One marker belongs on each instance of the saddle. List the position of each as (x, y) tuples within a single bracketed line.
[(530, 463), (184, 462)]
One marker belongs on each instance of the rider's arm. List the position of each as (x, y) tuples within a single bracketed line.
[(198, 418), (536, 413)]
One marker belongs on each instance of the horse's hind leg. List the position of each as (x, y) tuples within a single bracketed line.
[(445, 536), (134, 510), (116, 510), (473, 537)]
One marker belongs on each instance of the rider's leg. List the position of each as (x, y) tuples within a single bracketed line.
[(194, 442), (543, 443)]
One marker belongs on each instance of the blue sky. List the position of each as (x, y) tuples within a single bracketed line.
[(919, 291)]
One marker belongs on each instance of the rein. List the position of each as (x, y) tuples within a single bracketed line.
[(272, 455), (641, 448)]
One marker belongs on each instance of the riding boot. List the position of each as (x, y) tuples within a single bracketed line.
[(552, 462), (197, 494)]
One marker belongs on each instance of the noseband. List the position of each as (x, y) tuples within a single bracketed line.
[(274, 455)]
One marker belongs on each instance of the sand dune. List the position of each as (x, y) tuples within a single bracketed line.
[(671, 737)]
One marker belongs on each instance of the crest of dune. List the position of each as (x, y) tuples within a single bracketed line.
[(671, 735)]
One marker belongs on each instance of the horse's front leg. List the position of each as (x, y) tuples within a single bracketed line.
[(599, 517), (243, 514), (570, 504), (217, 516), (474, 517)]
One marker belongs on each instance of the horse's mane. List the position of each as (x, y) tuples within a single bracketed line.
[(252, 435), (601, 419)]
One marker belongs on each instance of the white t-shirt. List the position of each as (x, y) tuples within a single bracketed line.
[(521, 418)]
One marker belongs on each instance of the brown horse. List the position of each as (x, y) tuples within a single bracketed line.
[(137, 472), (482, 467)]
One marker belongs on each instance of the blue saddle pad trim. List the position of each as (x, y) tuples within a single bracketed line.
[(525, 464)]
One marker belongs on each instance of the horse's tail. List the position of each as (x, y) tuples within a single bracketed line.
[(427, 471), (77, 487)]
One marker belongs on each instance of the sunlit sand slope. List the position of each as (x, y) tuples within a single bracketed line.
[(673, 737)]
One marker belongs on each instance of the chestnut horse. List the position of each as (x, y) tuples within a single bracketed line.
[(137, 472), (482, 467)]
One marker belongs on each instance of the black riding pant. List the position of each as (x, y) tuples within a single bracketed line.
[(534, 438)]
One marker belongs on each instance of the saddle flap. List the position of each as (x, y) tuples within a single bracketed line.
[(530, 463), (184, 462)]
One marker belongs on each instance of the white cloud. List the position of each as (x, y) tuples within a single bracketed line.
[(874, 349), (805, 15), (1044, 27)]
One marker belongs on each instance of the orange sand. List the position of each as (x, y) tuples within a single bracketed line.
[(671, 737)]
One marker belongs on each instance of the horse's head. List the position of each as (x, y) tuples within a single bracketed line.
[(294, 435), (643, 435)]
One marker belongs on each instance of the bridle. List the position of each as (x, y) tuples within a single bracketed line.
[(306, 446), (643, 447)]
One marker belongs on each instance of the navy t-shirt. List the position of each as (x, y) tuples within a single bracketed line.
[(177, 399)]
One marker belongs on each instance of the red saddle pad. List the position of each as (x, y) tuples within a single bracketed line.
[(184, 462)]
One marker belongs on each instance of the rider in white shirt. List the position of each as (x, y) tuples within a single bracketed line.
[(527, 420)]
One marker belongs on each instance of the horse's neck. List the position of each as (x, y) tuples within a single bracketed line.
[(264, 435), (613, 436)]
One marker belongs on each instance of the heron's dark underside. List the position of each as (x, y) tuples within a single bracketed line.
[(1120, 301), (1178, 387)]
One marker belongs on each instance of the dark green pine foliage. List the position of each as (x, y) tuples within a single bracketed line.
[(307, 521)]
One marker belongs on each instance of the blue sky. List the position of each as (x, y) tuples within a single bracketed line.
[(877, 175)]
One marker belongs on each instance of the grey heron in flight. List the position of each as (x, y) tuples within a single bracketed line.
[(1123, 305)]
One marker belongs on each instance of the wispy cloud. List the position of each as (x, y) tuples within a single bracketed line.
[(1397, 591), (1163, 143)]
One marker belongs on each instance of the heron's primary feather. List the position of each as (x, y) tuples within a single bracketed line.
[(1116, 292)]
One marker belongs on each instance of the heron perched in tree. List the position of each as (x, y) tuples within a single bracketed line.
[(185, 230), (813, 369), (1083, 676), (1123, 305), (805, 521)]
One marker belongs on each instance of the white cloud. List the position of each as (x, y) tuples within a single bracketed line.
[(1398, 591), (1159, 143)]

◆ ◆ ◆

YOUR OBJECTIVE: Write out again, unchanged, every line from the line containing "One marker belongs on each instance of the grey" to the final line of the material above.

ANSWER IN FULL:
One marker belongs on each instance of the grey heron in flight. List the position of each as (x, y) tuples within a single bracketed line.
[(1123, 305)]
One marker belongs on each instance of the wispy cloud. List the position of each as (x, y) tuples within a single bracketed line.
[(1397, 591), (1163, 143)]
One marker belongs on each instance of the heron's primary feather. List the position of each as (x, y) tuples within a single bracketed line.
[(1116, 292)]
One marker belongs on each instance of the heron perched in tree. List the position of each as (x, y) tuples within a single bracketed line.
[(185, 230), (813, 369), (1083, 676), (1123, 305), (805, 521)]
One marker belongs on each instance of the white cloud. List the position of each as (x, y) tuples within a single bracketed line.
[(1398, 591), (1159, 143)]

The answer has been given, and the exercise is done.